Brief: Present the items below as a Markdown table with the columns Row and Entry, giving each nonblank line its own numbered row. Begin at the line that contains "For each instance of the maroon cloth" and continue through the last line of the items.

+-------+

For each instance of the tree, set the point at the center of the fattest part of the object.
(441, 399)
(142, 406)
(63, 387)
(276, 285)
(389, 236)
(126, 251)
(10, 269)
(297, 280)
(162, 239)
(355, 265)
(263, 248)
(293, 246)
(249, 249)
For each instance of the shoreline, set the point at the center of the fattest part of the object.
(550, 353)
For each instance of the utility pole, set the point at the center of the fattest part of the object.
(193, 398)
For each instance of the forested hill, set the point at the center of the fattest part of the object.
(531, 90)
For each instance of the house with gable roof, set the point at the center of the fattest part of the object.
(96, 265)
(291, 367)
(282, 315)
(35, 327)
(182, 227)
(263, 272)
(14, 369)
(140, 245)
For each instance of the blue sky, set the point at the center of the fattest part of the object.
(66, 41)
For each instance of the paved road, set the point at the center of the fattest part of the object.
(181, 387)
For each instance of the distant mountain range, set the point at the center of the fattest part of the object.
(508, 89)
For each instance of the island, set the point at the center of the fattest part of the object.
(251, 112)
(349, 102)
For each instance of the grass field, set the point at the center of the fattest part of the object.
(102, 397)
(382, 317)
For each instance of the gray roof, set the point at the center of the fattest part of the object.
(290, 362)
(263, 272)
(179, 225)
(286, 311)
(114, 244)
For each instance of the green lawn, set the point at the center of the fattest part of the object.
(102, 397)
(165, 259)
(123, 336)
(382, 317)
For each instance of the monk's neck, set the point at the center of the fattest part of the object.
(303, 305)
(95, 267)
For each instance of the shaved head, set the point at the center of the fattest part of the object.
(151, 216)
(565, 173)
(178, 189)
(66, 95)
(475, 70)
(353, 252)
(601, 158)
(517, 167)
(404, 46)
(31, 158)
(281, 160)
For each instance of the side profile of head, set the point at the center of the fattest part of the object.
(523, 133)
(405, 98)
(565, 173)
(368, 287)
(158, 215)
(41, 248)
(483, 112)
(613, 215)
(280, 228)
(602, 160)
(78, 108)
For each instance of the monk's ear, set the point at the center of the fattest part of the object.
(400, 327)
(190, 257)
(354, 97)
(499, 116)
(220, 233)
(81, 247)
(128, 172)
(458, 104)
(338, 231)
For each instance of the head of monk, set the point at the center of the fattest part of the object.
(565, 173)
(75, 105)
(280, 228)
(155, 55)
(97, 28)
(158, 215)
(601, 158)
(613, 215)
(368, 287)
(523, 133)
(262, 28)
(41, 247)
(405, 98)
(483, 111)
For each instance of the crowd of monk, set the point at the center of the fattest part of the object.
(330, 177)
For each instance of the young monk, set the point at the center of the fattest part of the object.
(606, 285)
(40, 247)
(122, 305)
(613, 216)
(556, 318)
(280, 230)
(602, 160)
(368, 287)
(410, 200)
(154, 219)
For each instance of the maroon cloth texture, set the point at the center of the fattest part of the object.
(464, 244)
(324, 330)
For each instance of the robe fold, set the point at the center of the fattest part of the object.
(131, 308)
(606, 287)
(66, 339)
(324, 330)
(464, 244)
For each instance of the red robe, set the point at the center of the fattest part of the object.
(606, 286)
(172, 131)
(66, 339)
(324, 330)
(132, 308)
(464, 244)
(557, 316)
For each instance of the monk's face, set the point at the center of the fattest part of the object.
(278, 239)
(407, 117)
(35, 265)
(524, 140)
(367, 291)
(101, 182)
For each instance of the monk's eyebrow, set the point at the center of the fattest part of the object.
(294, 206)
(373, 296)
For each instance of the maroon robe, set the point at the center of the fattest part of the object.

+-------+

Written solution:
| Row | Entry |
|---|---|
| 1 | For each instance of the maroon cloth texture, set the point at the center of the fattest part of the object. |
| 2 | (464, 244) |
| 3 | (324, 330) |
| 4 | For each instance of the robe fold, set the point at the center of the fattest part of the object. |
| 5 | (131, 308) |
| 6 | (606, 287) |
| 7 | (66, 339) |
| 8 | (324, 330) |
| 9 | (464, 244) |
| 10 | For each instance of the red robe, set the point at the center of the fattest part of the object. |
| 11 | (606, 286) |
| 12 | (172, 131) |
| 13 | (66, 339) |
| 14 | (324, 330) |
| 15 | (132, 308) |
| 16 | (464, 244) |
| 17 | (557, 316) |
| 18 | For each instance of the monk's face, set the point at the center of the fattest part of the object. |
| 19 | (278, 239) |
| 20 | (407, 117) |
| 21 | (35, 265) |
| 22 | (524, 140) |
| 23 | (367, 291) |
| 24 | (101, 182) |
| 25 | For each instance of the monk's eyebrow, set the point at the center of the fattest part of the object. |
| 26 | (294, 206) |
| 27 | (373, 296) |
| 28 | For each instance of the maroon robe, set the point at the center of the fattest part of the object. |